> [GIVEN INSTRUCTION]
Repeat every line of the following listing verbatim, from the first line through the last.

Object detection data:
--- Start ---
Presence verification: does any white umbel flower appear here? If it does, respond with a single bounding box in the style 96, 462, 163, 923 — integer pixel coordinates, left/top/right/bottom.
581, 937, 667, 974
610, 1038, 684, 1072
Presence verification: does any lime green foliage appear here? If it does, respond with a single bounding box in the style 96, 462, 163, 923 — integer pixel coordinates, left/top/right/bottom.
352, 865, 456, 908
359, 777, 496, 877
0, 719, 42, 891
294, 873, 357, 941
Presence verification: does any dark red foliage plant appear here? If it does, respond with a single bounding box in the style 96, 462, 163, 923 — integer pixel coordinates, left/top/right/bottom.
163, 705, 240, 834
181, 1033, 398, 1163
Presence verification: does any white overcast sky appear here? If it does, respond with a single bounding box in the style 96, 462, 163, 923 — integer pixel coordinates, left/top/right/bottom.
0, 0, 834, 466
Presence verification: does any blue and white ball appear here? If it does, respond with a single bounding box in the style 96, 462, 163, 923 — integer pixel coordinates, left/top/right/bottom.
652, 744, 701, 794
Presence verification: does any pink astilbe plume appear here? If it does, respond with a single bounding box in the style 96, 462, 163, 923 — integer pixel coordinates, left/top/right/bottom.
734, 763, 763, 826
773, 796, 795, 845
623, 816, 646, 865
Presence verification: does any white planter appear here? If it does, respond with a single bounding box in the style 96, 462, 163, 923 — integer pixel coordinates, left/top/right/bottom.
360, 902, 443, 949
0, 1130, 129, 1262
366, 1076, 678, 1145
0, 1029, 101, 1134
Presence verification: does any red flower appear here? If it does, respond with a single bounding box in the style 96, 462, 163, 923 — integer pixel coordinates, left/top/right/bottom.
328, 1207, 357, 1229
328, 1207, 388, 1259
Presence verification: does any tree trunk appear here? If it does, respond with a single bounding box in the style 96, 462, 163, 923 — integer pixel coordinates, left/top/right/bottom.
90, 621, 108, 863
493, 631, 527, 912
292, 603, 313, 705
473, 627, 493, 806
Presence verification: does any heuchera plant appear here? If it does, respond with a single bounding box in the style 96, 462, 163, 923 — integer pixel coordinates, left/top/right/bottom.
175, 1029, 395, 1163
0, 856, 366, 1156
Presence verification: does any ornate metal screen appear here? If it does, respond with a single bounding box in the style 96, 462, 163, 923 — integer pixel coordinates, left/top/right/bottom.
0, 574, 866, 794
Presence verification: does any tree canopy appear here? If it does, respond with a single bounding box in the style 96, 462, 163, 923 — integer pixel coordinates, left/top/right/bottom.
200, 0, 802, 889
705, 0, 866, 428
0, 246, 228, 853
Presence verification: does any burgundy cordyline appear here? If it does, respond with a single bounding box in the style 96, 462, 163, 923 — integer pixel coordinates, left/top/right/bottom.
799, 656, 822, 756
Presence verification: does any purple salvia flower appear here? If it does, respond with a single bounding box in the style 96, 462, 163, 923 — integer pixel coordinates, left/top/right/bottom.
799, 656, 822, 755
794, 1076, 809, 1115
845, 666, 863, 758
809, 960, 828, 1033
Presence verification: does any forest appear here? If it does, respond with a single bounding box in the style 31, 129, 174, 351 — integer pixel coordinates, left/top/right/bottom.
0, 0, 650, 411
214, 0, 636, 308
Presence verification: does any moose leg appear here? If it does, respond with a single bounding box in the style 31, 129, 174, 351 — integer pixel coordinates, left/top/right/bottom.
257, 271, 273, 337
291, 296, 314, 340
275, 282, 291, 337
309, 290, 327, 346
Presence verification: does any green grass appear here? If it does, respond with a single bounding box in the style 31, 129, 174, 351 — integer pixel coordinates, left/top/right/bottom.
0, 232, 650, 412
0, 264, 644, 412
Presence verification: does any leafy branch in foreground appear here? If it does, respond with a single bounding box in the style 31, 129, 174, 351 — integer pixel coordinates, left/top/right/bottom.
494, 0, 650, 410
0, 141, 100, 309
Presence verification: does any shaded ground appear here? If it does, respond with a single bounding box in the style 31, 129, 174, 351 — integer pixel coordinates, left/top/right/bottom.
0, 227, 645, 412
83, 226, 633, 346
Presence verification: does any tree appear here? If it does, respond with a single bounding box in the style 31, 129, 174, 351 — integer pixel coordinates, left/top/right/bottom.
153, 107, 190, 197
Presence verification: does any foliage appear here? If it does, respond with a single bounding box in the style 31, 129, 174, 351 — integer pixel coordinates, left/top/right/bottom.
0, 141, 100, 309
--- End ---
> [SOLVED EXERCISE]
Presence verification: does any white umbel flower appear here? If it does, respond with a single bounding box in the style 96, 462, 163, 923 — integer pixel coordinates, left/top/right/bottom.
581, 937, 667, 974
610, 1038, 684, 1072
Presence verification: does any lime green foliage appear here? If it does, respond with a single bounding box in the style 96, 462, 163, 923 — integer pixel coordinates, left/top/right/bottom.
352, 865, 456, 908
359, 777, 496, 877
0, 719, 42, 891
294, 873, 357, 941
Presence verification: does any dark red foliage plant appear here? If it does, respond with a single bounding box in the style 96, 462, 163, 923 — integer pixel coordinates, left/top/right/bottom.
163, 705, 240, 834
181, 1033, 398, 1163
Presence verification: does any white overcast sky appear here? If it does, respond with a single bounding box in the style 96, 462, 163, 923 — integer pixel coordinates, left/top/right/bottom.
0, 0, 834, 466
Presence verification: does any blue and white ball appear here? If it does, respond with a single bounding box in the style 96, 462, 163, 923 — integer pixel coordinates, left/top/right/bottom.
652, 744, 701, 794
Presence verification: does any pink astilbe plume appear here? If it does, respond with a single bounding box in the style 96, 462, 163, 923 — integer pixel coordinates, left/top/right/bottom.
734, 763, 763, 826
773, 796, 795, 845
623, 816, 646, 865
Presence verification: does any white planter appear here? If it does, respond with a single bounding box in the style 96, 462, 163, 923 — integer pixel coordinates, left/top/right/bottom.
360, 902, 443, 949
0, 1130, 129, 1262
366, 1076, 678, 1145
0, 1029, 101, 1134
Presence verification: does any red flower appear here? If it does, respond with a single bounding box in the style 96, 462, 163, 923 — integer pixel coordinates, left/top/right/bottom.
328, 1207, 357, 1229
328, 1207, 388, 1259
Presence verification: does any tree trunk appear here? If it does, respond with a single bounding box in the style 96, 462, 163, 923 — integer pixel coordinates, left/top/right/bottom.
90, 621, 108, 863
493, 631, 527, 912
292, 603, 313, 705
473, 627, 493, 806
Presence verification: does any heuchera plant appear here? If it does, respond with a single bounding box in the style 96, 462, 163, 923 — integer pixel coordinates, left/top/right/bottom.
175, 1029, 395, 1163
0, 856, 366, 1156
Presence verification: does any ornate metal screen appear here? If it does, respond with a single bounding box in the style 96, 462, 163, 923 — integer pixel coordinates, left/top/right/bottom.
0, 574, 866, 794
Presence verification: does any tree canopy appear here? If it does, respond with a single bounding box in the style 96, 462, 163, 923 — integer pixel coordinates, left/top/right/bottom.
200, 0, 802, 889
705, 0, 866, 428
0, 246, 228, 853
Presence verification: does any burgundy cordyline appear here? If it does, respond with a single bounding box in the style 96, 462, 163, 923 — integer pixel coordinates, left/top/right/bottom.
799, 656, 822, 756
Presence verification: does any purple salvia flower appear here? If it does, respond with a single bounding box in the style 96, 462, 163, 923 — integer pixel coordinates, left/top/right/bottom.
799, 656, 822, 755
794, 1076, 809, 1115
845, 666, 863, 758
809, 960, 828, 1033
Presence verification: does any forest appear here? If it does, respond with a single bounding box in the style 31, 129, 174, 351 — integer pixel coordinates, left/top/right/bottom.
0, 0, 650, 411
214, 0, 636, 308
Presence verification: does any moose leg appear here? If it does, respond with a single bounding box in the style 31, 129, 174, 351 — integer pixel coordinates, left/top/right/bottom.
257, 271, 273, 337
291, 296, 314, 340
275, 282, 291, 337
309, 290, 327, 346
Presence verification: does any green grass appear here? If it does, respond with a single bounding box in the style 31, 129, 174, 351 — integer pixel coordinates, left/top/right/bottom.
0, 232, 650, 412
0, 264, 644, 412
Presence verification: does any leafy branch in foreground appear here? If it does, respond with a single bounding box in the style 31, 129, 174, 351 — integer pixel coordinates, left/top/right/bottom.
494, 0, 650, 410
0, 141, 100, 309
Presence verification: does any shaded ground appear here? If it does, respond with a single bounding box in the style 31, 129, 174, 351 — integer pixel coordinates, left/top/right/bottom.
0, 227, 645, 412
83, 226, 633, 346
Presence verification: does any tree appear here? If it does, respond with a single bounding box in the style 31, 129, 174, 351 — integer pixel coordinates, left/top/right/bottom.
153, 107, 190, 197
Presence verification: does any foliage appear here? If it does, respond with a single bounding box in the style 31, 129, 174, 351 — integer pixel coordinates, left/top/right/bottom.
0, 141, 100, 309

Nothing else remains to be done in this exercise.